Celebrate Hanukkah the All-American Way With This Menorah

In a tribute to liberty, Jewish immigrant Manfred Anson crafted a poignant masterpiece

Menorah, Manfred Anson, 1986
Many immigrants sought to preserve their cultural heritage while at the same time embracing their new identity as Americans. Manfred Anson did so in designing this Hanukkah lamp to mark the centennial of the Statue of Liberty in 1986.  NMAH

The celebration of Hanukkah, an eight-day Jewish holiday that commemorates the rededication of the Holy Temple in Jerusalem during the Maccabean Revolt, is observed with the lighting of a nine-branched candelabrum each night.

In the collections of the National Museum of American History is a Hanukkah lamp created by Jewish immigrant Manfred Anson, who combined his pride as an American and his Jewish heritage in this uniquely designed menorah, in which each of the nine branches is mounted with brass Statue of Liberty statuettes, embodying the theme of freedom, and surmounted by an American eagle. Significant dates in Jewish history are inscribed at the base of each statuette.

As scholar Grace Cohen Grossman writes, Anson's "lamp is a poignant reminder of what we celebrate."

"Anson used a souvenir figurine to cast the statuettes for the lamp, and the Statue of Liberty torch was transformed into a candle holder," wrote Grossman.

A native of Germany, Anson enrolled in an agricultural school at the age of 14, hoping to escape Nazi Germany by securing a visa to emigrate to Palestine.

YOUR GOAL :: List every city, country, or region named in the article about Manfred Anson's menorah.

EXTRACTED ENTRIES ::
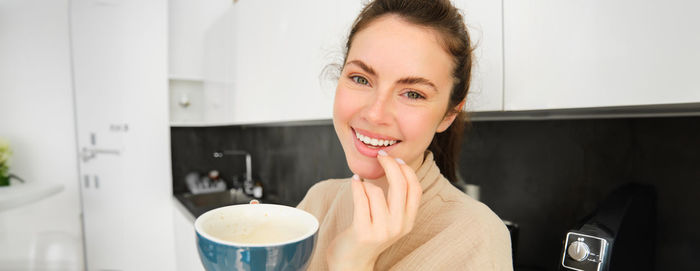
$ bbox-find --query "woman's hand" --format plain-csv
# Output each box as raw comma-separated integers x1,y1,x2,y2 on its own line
--
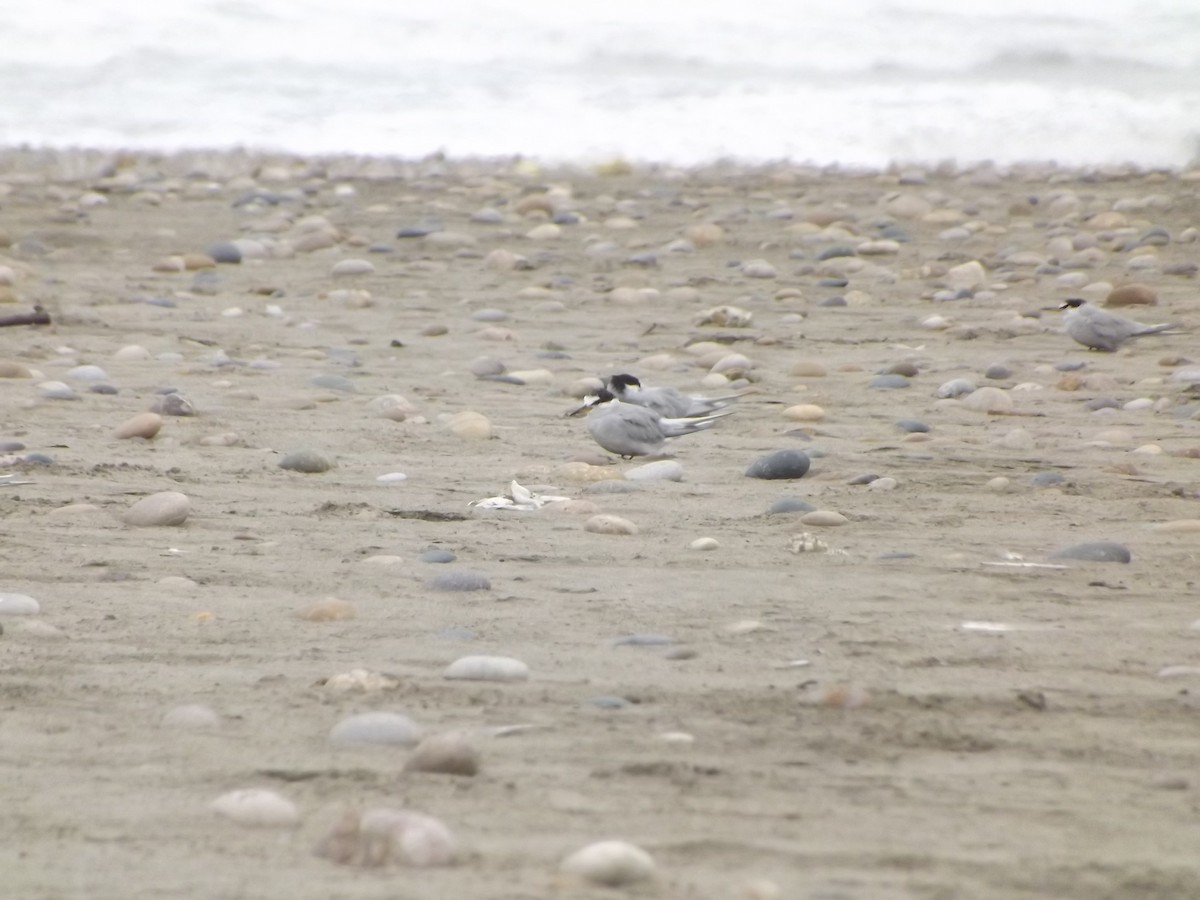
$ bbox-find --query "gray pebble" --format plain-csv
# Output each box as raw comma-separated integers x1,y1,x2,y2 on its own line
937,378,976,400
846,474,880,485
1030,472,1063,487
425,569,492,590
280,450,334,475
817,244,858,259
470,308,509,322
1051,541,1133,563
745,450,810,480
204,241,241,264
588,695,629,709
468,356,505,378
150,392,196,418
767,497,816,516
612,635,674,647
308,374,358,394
==
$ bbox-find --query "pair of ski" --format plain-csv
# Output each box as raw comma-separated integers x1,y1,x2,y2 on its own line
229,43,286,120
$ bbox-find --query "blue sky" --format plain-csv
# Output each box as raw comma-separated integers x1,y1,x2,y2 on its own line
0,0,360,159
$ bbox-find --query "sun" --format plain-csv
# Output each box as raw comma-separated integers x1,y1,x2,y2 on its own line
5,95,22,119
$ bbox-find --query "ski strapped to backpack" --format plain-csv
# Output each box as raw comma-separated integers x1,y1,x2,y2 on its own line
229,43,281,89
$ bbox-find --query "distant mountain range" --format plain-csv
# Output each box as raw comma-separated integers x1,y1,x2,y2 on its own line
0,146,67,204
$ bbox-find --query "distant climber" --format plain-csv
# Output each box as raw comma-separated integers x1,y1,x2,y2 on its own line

WRITTEN SOLUTION :: Jerusalem, Germany, Palestine